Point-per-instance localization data
---*---
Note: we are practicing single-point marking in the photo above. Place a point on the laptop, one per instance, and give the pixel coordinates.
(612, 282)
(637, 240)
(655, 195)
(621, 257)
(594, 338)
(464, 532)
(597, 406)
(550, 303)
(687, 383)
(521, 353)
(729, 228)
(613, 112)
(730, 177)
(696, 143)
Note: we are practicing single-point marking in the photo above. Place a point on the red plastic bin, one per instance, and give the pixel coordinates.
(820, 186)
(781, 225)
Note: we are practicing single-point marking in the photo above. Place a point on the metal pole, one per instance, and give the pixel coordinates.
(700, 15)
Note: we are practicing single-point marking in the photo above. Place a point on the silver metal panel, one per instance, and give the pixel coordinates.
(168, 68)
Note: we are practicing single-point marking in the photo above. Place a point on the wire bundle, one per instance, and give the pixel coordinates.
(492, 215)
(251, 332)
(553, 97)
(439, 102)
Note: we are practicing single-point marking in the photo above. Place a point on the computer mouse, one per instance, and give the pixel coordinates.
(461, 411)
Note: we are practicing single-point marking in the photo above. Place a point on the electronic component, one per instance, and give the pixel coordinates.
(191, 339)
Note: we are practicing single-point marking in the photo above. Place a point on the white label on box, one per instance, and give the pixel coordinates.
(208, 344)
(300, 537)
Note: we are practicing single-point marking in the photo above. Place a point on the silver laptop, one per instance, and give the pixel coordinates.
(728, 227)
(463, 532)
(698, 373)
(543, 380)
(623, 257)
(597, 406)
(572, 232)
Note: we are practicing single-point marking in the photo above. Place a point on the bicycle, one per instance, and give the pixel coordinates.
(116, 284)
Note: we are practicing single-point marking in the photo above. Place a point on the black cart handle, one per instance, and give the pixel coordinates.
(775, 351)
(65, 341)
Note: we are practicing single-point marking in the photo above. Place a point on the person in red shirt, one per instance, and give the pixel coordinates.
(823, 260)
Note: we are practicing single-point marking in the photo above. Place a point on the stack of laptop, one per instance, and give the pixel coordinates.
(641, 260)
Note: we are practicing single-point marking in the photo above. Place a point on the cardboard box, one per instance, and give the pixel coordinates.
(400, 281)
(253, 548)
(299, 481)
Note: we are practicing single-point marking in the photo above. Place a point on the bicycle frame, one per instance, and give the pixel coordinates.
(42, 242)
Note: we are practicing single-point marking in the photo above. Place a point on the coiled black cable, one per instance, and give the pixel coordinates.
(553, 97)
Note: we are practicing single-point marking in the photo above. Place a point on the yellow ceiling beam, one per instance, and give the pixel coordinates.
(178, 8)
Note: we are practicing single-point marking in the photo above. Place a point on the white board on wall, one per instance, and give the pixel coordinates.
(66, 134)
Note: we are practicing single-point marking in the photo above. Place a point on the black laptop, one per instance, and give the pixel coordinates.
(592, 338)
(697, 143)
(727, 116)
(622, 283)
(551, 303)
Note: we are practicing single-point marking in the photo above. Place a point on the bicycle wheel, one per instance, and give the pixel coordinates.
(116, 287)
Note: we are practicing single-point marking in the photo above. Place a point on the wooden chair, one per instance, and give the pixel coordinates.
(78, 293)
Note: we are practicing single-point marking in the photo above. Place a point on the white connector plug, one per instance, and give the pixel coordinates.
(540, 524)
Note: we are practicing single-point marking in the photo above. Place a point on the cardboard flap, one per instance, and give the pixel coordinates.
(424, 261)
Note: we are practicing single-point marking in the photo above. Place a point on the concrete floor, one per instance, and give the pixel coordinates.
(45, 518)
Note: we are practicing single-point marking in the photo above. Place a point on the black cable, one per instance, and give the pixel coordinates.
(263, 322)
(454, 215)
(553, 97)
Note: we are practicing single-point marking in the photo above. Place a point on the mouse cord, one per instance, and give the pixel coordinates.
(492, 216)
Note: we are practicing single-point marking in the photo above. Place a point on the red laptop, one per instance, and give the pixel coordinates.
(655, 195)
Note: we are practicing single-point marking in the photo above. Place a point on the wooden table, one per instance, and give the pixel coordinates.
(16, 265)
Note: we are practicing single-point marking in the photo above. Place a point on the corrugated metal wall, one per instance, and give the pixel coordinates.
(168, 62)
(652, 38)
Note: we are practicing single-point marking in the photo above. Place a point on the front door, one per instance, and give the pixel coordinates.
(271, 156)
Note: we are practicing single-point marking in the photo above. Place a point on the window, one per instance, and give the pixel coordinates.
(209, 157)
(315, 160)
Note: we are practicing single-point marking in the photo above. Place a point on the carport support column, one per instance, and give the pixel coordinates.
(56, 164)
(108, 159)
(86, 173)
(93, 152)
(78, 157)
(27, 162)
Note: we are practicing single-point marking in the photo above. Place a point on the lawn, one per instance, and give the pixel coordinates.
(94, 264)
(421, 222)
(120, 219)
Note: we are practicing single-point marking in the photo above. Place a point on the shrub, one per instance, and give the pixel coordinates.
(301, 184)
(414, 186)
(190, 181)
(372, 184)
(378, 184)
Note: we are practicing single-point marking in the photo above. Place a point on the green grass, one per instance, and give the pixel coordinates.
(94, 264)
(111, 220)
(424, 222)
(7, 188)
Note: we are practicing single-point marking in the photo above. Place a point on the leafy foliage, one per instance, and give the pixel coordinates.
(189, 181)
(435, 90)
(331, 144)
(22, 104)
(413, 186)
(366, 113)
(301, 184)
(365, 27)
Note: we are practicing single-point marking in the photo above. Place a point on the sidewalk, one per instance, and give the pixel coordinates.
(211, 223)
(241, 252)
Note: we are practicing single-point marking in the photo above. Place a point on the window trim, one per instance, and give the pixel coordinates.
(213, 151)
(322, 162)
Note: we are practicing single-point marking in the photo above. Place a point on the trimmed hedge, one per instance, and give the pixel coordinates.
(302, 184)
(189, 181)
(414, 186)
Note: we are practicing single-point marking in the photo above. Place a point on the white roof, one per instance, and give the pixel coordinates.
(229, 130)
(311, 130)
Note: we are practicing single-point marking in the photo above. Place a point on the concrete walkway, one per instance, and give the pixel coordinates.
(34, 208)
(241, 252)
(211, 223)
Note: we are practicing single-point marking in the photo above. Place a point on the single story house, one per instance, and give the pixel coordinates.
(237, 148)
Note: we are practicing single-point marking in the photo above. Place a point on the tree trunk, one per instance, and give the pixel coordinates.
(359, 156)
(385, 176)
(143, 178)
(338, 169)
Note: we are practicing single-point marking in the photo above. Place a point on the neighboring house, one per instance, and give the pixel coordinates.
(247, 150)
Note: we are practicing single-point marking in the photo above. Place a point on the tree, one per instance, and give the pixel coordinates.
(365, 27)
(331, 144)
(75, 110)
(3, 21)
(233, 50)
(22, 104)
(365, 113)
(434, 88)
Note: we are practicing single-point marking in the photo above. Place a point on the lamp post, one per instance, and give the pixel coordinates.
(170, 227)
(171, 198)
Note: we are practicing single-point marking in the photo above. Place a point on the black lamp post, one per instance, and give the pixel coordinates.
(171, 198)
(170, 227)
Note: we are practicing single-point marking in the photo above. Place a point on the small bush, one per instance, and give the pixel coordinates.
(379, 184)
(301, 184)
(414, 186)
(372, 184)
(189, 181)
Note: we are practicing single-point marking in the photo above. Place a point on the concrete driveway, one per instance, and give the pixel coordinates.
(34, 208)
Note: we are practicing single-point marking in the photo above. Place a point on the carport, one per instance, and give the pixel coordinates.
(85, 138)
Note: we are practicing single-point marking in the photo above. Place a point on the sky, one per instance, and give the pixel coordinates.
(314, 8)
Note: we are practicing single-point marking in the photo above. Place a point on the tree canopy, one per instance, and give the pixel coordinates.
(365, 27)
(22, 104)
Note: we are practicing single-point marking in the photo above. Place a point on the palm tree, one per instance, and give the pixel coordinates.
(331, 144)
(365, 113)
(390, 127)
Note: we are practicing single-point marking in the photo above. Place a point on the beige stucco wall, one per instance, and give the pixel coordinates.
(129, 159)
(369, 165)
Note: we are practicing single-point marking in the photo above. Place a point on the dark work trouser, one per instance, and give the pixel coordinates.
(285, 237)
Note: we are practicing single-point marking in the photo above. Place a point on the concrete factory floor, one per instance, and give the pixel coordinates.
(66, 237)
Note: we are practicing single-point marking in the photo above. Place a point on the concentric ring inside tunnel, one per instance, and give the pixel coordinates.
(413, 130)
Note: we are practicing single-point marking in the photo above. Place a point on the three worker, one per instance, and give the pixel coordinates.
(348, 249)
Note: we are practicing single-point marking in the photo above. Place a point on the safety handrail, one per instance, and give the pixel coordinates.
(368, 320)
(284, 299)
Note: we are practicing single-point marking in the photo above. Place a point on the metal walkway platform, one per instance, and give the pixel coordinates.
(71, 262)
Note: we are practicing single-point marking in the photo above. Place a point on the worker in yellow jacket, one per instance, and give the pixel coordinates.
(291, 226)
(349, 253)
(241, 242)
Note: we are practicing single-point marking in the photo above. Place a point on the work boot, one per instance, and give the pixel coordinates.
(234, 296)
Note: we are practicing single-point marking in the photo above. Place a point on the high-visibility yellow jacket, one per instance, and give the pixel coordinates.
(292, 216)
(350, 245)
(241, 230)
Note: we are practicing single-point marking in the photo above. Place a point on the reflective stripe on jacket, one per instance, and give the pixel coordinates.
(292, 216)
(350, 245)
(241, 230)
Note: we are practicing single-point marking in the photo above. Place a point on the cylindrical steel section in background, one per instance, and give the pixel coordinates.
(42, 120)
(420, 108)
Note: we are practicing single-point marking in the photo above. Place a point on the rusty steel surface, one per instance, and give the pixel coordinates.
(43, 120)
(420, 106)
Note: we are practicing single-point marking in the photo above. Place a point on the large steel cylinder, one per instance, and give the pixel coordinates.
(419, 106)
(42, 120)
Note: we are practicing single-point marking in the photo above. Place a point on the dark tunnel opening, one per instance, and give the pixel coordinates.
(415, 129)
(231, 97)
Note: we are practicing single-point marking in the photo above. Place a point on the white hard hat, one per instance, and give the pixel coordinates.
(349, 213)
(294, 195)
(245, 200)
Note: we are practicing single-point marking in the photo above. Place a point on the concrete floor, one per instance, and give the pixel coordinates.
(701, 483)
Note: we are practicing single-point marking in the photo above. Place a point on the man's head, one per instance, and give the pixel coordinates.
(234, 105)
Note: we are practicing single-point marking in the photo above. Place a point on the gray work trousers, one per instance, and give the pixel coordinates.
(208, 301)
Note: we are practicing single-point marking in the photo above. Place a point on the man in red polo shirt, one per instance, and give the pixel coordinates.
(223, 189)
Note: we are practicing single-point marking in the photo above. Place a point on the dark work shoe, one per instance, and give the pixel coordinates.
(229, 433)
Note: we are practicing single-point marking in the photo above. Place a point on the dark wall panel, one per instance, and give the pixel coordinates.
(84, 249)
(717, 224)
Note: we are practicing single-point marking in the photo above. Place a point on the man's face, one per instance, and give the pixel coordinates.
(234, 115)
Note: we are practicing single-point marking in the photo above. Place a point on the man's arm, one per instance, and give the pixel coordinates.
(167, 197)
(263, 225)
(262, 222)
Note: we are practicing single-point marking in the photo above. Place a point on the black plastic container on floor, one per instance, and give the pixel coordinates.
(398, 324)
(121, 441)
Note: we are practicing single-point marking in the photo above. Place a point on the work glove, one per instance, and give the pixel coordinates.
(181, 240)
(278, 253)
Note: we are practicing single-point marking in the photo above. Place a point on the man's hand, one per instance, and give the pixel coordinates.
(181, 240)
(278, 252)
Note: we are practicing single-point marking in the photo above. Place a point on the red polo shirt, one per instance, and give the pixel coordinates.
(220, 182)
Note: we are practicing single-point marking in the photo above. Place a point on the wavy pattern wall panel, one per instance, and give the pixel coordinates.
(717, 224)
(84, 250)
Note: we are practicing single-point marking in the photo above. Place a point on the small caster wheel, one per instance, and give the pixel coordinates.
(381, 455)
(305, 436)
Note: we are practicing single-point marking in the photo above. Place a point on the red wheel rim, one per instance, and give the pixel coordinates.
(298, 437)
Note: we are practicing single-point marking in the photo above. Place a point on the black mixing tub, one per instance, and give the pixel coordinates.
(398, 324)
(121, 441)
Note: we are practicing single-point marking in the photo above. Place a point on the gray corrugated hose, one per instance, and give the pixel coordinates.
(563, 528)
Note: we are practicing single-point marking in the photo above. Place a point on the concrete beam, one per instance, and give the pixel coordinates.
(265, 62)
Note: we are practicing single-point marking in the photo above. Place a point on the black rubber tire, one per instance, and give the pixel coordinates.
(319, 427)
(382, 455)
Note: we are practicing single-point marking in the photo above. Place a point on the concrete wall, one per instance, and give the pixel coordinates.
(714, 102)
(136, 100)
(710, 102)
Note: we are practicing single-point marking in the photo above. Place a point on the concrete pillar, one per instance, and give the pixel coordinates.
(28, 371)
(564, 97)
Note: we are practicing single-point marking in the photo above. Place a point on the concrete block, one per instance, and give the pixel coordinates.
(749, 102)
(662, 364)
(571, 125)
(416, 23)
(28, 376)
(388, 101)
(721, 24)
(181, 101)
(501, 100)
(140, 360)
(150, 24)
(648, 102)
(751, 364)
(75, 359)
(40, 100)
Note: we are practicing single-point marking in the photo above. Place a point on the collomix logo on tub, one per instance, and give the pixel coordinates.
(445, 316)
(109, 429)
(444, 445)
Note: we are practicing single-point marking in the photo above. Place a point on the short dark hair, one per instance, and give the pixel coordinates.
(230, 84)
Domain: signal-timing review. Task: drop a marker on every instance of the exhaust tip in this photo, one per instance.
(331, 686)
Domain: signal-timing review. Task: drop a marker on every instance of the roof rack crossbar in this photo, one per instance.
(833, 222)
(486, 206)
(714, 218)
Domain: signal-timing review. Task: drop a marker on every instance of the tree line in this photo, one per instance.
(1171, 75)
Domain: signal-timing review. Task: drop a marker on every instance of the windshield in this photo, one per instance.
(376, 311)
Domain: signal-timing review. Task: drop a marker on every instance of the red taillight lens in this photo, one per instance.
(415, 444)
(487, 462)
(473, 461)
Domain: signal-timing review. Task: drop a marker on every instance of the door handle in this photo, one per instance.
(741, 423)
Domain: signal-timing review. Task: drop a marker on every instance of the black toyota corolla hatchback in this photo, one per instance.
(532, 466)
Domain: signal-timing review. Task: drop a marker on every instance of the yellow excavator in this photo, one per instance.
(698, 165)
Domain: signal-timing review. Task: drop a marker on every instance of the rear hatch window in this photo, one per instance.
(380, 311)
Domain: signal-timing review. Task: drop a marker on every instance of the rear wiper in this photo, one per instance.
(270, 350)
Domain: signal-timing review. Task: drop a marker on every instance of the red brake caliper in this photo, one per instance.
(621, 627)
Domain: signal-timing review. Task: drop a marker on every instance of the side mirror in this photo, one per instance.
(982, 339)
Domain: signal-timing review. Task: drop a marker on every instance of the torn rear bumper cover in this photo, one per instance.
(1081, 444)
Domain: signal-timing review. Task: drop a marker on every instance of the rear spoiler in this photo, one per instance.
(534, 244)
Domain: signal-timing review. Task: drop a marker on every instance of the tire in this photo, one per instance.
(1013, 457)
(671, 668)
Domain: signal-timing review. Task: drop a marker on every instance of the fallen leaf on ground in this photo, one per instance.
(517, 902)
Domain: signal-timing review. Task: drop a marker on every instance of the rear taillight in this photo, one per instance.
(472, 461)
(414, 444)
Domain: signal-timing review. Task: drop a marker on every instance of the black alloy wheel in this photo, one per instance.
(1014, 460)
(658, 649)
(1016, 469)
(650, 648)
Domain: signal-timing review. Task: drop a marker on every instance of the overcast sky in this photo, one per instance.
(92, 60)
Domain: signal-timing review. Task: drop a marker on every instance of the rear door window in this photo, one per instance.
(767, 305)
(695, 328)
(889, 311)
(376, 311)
---*---
◆ **Problem statement**
Repeat only the tail of the entries, exactly: the line containing "taillight in this photo, one per instance." and every line after it, to the end.

◆ **Answer box**
Domain: signal-timing review. Task: drop a marker on every instance of the rear taillight in this photo, one per instance.
(472, 461)
(414, 444)
Domain: signal-timing review. Task: drop a marker on every instance of the black alloy wheel in this photo, one per instance.
(1014, 460)
(658, 649)
(1016, 469)
(650, 648)
Domain: signal-timing review. Task: drop a marker on every instance of the overcast sky in this photo, one per instance.
(92, 60)
Domain: signal-timing review. Task: drop a marker on every instance of the rear door window in this photo, one per instance.
(767, 305)
(695, 328)
(889, 311)
(376, 311)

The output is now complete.